**Text segment**
▬▬▬▬▬▬

Currently this is only a test program and it needs a configuration with two nvidia graphic cards in order to work. It does not support duplicate reference indexes at the moment.

Notice also that in all the tools the encoding for the four bases should be indicated. For genomes with less bases please check the reverse strand functions in file "search/csafm.c", and please do not forget to call function init_replace_table when embedding the source code.

Contact information

GBSA has been developed at "Instituto de instrumentación de la imagen molecular" (UPV) Valencia, Spain in collaboration with "Centro de Investigación Príncipe Felipe" Valencia Spain and the support of Bull Inc. An early publication on the implementation of this project in GPU has been already published. José Salavert Torres is the main developer, Ignacio Blanquer Espert is the Project supervisor.

The code from csalib library included in this project is provided by "National Institute of Informatics" Tokyo, Japan under the MIT license. Please contact professor Kunihiko Sadakane.

The preprocess command employs the algorithm and code proposed in "Daisuke Okanohara, Kunihiko Sadakane. A Linear-Time Burrows-Wheeler Transform Using Induced Sorting. In Proc. of SPIRE, LNCS 5721, pp. 90-101, 2009"

.

Licenses

GBSA is released under the GNU/LGPLv3 license terms, csalib and dbwt are released under the MIT license terms.

▬▬▬▬▬▬

**Data under study**
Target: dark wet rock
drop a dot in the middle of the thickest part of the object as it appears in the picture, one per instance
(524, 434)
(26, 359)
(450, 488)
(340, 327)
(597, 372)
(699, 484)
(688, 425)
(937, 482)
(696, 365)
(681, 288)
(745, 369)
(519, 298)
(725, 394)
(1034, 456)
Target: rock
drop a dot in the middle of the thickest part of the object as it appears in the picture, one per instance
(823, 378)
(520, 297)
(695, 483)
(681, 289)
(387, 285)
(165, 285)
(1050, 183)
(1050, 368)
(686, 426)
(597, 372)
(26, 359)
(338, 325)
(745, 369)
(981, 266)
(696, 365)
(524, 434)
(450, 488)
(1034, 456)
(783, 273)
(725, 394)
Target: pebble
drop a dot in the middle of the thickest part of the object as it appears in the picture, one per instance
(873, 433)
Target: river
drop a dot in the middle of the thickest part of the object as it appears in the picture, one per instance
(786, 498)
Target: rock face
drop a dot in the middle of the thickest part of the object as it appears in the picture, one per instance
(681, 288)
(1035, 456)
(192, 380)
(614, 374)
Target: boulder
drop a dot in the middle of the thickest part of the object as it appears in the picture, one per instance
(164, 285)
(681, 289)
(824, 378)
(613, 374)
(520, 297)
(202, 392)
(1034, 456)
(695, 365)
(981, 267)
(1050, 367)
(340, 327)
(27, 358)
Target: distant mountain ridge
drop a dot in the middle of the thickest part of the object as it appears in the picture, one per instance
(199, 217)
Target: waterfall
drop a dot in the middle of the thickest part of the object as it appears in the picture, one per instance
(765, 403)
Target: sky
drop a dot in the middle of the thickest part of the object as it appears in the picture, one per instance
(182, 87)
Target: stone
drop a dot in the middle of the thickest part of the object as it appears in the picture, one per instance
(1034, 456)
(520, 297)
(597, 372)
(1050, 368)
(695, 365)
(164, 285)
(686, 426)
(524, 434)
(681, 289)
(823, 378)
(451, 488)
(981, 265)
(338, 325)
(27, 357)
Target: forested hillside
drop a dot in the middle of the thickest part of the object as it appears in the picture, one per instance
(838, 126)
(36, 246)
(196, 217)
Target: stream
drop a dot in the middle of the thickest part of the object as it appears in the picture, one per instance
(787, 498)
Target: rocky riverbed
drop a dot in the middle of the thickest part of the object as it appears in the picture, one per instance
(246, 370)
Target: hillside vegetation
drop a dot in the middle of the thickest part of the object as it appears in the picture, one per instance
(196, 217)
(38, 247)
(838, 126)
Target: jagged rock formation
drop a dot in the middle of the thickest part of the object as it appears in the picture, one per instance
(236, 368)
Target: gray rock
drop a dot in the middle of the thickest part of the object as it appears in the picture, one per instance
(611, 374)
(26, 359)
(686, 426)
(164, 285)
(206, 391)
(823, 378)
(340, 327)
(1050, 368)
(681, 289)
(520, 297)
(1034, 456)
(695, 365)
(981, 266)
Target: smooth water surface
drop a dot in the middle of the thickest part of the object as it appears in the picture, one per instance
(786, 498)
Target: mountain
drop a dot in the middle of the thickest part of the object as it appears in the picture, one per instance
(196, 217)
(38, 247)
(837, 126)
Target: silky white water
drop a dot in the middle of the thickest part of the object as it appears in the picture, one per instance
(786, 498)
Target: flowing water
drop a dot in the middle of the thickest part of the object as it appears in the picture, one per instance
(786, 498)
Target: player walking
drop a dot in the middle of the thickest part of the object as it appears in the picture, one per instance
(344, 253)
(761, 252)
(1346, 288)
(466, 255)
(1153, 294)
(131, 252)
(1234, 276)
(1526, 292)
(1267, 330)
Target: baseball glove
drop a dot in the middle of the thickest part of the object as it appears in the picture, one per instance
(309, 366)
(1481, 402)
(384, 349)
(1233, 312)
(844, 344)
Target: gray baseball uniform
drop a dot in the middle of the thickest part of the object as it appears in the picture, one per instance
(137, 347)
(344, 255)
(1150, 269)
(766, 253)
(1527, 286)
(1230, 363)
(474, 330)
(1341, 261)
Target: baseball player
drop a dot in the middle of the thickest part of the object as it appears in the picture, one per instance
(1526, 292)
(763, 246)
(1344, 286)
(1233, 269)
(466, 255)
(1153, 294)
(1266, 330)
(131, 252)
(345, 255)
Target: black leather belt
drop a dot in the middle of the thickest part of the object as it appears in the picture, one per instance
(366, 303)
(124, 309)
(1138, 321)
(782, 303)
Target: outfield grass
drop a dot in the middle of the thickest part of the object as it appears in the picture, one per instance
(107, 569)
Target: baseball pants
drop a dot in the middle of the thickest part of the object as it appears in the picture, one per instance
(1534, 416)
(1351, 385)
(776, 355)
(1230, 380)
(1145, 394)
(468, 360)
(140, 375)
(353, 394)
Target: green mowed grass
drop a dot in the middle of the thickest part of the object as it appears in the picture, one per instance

▬▬▬▬▬▬

**What this exercise asks**
1. According to the GBSA text, how many nvidia graphic cards does the test program need in order to work?
2. Rewrite the GBSA text from "GBSA has been" up to and including "professor Kunihiko Sadakane.", swapping "main developer" for "lead developer".
Please rely on the GBSA text alone.

**Responses**
1. Two.

2.
GBSA has been developed at "Instituto de instrumentación de la imagen molecular" (UPV) Valencia, Spain in collaboration with "Centro de Investigación Príncipe Felipe" Valencia Spain and the support of Bull Inc. An early publication on the implementation of this project in GPU has been already published. José Salavert Torres is the lead developer, Ignacio Blanquer Espert is the Project supervisor.

The code from csalib library included in this project is provided by "National Institute of Informatics" Tokyo, Japan under the MIT license. Please contact professor Kunihiko Sadakane.